Work to be completed: Starting with the first line, output the data exactly through to the end.

- Opening Delimiter -

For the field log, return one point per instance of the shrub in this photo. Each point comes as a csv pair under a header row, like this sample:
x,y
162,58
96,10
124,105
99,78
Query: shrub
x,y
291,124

- Closing Delimiter -

Task solution:
For the field log, return one point per instance of the shrub in this photo. Each point comes as a csv pair under a header row, like this sample:
x,y
162,58
96,10
124,105
99,78
Query: shrub
x,y
291,124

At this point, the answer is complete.